What to do: Copy out every one of the records that follow, word for word, with no changes.

::: Rows

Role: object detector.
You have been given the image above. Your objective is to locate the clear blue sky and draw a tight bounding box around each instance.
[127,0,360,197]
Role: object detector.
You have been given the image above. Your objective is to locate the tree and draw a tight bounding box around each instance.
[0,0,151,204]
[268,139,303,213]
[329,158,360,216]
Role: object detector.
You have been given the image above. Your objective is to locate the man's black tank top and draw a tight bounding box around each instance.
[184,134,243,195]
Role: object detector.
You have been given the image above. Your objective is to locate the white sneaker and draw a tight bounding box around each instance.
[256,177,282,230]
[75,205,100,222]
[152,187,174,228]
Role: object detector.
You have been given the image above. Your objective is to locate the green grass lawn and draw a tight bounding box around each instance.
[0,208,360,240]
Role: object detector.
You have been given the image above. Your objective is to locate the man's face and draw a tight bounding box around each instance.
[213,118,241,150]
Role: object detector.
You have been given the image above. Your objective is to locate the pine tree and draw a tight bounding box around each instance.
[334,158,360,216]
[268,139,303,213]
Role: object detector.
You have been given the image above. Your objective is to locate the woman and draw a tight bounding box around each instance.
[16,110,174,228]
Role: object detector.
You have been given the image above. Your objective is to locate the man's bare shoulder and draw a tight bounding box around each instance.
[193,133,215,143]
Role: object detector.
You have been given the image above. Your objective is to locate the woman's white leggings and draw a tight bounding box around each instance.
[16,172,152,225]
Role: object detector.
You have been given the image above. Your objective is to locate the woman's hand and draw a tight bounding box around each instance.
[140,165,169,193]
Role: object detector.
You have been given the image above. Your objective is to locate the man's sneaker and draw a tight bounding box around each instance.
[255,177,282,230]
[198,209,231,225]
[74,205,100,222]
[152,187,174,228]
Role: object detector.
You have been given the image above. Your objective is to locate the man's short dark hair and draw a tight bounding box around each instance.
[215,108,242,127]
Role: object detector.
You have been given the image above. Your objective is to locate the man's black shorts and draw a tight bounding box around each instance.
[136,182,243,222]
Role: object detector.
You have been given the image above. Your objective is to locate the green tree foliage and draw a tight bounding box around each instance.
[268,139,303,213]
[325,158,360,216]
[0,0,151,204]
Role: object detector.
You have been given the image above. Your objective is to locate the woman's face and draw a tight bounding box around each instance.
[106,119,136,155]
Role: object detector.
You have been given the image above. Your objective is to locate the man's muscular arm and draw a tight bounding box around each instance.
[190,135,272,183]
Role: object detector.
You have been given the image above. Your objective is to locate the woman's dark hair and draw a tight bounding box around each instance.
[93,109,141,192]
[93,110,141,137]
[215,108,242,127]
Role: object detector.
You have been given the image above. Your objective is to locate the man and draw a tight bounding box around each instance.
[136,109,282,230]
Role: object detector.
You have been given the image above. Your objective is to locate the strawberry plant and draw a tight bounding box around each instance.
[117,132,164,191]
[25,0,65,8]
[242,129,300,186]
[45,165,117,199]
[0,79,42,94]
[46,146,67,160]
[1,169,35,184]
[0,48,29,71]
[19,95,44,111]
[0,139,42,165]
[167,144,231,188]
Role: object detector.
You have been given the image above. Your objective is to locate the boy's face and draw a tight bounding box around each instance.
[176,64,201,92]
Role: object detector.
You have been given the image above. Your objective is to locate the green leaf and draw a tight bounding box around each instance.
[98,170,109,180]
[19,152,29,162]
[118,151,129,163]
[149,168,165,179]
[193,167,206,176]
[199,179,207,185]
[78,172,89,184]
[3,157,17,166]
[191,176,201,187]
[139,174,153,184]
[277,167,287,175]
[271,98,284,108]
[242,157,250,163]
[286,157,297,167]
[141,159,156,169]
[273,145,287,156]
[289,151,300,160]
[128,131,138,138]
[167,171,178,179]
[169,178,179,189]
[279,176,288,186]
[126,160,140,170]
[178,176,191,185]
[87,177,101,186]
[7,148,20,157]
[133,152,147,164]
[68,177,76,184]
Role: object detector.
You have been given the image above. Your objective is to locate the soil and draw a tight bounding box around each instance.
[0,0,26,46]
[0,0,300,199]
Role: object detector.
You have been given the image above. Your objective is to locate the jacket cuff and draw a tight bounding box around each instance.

::::::

Worked answer:
Role: object detector.
You have been given the image above. Your objective is to locate the clear blue sky and draw a tight bounding box around each instance.
[127,0,360,197]
Role: object detector.
You have been given the image above. Your objective is to locate the tree and draw a tight bounding box around each instance.
[0,0,151,204]
[268,139,303,213]
[329,158,360,216]
Role: object detector.
You have been given the image above. Your objective is to locate the man's black tank top and draw a tight bounding box around each instance.
[184,134,243,195]
Role: object detector.
You have been given the image above. Your objective is to locate the white sneaker and draw a tight bounding box around each instance.
[256,177,282,230]
[75,205,100,222]
[152,187,174,228]
Role: object detector.
You have been given the image above. Your objective is to locate the green grass lawn and draw a tight bounding box around each instance.
[0,208,360,240]
Role: object detector.
You have been given the image above. Your objective is to locate the man's face and draw a tight bounding box around each instance.
[213,118,241,150]
Role: object detector.
You have been given the image above. Your objective is to locate the pine tree and draw a tight bounding box around each instance.
[334,158,360,216]
[268,139,303,213]
Role: object detector.
You have been given the image above. Your objective is to locate the woman and draw a tight bounding box around each instance.
[16,110,174,228]
Role: object detector.
You have been given the image above. Your objective is to locate the man's bare shoulder and draw a tight bounding box around each instance.
[193,133,215,143]
Role: object detector.
You have been given the image above. Your objective is to locate the woman's white leggings and draw a tight bounding box around each instance.
[16,172,152,225]
Role: object detector.
You have been given the image above. Your objective is to locate the woman's hand and draw a tight bounding box around each instance.
[140,165,169,193]
Role: object detector.
You have been given the image above. Your objective is to locate the man's sneaker and draw a tight bounding box around each instance.
[255,177,282,230]
[198,209,231,225]
[74,205,100,222]
[152,187,174,228]
Role: object detector.
You have been given the image above. Your objective is to locate the man's short dark hair and draw a tight bounding box around each instance.
[215,108,242,127]
Role: object detector.
You have been given the image above. Your objective is to locate the man's black shorts and draw a tight bounding box around each instance.
[136,182,243,222]
Role: object detector.
You have been given the image above. Your objective is to locate the green tree foliage and draw a tight bounding box around each instance.
[268,139,303,213]
[325,158,360,216]
[0,0,151,204]
Role: object detector.
You have been given the image above. Your objective is to locate the woman's face and draw a tight bounding box around each instance.
[106,119,136,155]
Role: object detector.
You have been given the image above. Your objective is to locate the man's muscular arm and draw a tight bounding box around each instance.
[190,135,272,183]
Role: object detector.
You have been given the image above. Your objective is to locate the woman's dark hair and draw a tight bounding box around each instance.
[93,109,141,192]
[93,110,141,137]
[215,108,242,127]
Role: object detector.
You have been given the image above. Your objective is to locate the man and draw a tight bounding box around each instance.
[136,109,282,230]
Role: object detector.
You have been given the image above. Your objective is to locate the strawberry plant and draw a tight bounding box around each instance.
[117,132,164,191]
[25,0,65,8]
[242,129,300,186]
[45,165,117,199]
[0,79,42,94]
[46,146,67,160]
[1,169,35,184]
[0,48,29,71]
[19,95,44,111]
[0,139,42,165]
[167,144,231,188]
Role: object detector.
You have been given the image above. Your objective is to locate the boy's face and draw a tight bounding box around each instance.
[176,64,201,92]
Role: object detector.
You have been given the image above. Your objective is to locate the green leaf and draw a tight bounding box around each instance.
[98,170,109,180]
[19,152,29,162]
[118,151,129,163]
[149,168,165,179]
[193,167,206,176]
[199,179,207,185]
[78,172,89,184]
[3,157,17,166]
[191,176,201,187]
[139,174,153,184]
[277,167,287,175]
[271,98,284,108]
[242,157,250,163]
[286,157,297,167]
[141,159,156,169]
[273,145,287,156]
[289,151,300,160]
[128,131,138,138]
[167,171,178,179]
[169,178,179,189]
[279,176,288,186]
[126,160,140,170]
[178,176,191,185]
[87,177,101,186]
[7,148,20,157]
[133,152,147,164]
[68,177,76,184]
Role: object detector.
You have been given the image above. Your objective is to locate the soil and draw a tight bounding box around each instance.
[0,0,26,46]
[0,0,300,199]
Role: object detector.
You have been given the image above. Your objective is to locate the jacket cuff and draw a tight bounding box around each instance.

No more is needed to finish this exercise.